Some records
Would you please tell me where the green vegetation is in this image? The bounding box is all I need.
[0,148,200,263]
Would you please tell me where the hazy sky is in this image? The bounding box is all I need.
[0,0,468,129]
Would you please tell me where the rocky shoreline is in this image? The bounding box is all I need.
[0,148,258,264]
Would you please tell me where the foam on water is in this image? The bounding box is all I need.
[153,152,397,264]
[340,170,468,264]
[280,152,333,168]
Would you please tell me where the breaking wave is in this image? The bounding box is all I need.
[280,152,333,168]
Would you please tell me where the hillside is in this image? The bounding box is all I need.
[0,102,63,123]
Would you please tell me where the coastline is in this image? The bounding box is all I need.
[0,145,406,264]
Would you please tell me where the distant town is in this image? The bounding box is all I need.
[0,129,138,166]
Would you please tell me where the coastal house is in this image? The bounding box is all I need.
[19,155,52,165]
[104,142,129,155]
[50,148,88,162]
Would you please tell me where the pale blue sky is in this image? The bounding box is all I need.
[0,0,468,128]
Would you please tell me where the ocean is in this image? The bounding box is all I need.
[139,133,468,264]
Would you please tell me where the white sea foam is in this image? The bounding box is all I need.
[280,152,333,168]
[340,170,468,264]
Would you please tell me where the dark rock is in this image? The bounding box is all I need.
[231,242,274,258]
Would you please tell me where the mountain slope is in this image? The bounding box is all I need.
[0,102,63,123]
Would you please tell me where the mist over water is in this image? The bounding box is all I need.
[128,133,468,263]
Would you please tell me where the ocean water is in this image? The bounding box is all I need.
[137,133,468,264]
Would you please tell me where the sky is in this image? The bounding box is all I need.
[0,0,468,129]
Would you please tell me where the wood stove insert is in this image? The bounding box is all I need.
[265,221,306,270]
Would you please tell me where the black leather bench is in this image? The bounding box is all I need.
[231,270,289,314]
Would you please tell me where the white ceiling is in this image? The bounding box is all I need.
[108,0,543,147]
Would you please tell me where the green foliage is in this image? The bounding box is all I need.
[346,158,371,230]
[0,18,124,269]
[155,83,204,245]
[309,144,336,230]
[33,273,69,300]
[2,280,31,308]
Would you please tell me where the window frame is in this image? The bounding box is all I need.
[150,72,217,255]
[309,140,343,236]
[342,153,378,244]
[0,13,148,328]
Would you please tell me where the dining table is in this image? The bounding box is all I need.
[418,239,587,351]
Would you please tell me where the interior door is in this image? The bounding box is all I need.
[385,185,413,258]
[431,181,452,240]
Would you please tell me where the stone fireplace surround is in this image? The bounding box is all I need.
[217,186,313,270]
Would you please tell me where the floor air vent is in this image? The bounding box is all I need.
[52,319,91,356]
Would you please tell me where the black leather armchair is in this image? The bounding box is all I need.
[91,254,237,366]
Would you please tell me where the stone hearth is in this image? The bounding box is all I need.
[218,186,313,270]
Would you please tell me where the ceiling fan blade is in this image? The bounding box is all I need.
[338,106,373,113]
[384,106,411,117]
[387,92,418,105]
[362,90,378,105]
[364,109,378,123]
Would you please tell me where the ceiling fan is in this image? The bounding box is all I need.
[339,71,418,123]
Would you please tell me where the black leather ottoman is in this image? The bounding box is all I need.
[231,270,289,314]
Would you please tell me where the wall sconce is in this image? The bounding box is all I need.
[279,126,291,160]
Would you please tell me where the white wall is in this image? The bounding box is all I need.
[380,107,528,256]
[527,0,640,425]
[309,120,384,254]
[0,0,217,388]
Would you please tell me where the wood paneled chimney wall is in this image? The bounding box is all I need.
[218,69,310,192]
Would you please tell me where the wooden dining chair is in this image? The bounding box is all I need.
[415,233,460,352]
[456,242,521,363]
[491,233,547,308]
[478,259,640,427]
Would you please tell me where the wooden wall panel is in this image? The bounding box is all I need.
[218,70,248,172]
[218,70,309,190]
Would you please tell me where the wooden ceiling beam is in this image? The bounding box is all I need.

EXERCISE OBJECTIVE -
Begin at the line that contains "Would you please tell me where the wall" and stop at the end of the listing. Write those lines out again, swapping every "wooden" for "timber" and leaving everything else unchanged.

FINAL RESULT -
Would you please tell me where the wall sconce is in this image? The bounding box is all I need.
[279,126,291,160]
Would you please tell me where the white wall is in this image? The bounding box is all I need.
[380,107,528,256]
[527,0,640,425]
[309,120,384,254]
[0,0,217,388]
Would you please tell me where the wood paneled chimney wall is in this image? The bounding box is all I need.
[218,69,310,192]
Would you please tell me where the timber dining chair is in this image? The bounding box is all I need.
[415,233,460,352]
[456,242,521,363]
[491,233,547,308]
[478,259,640,427]
Would you please tell me where the timber wall panel is in this image? The bounding box is all I need.
[218,70,248,172]
[218,70,309,190]
Would you please tell me where the timber ceiling beam is in this image? The bounding box is all I need.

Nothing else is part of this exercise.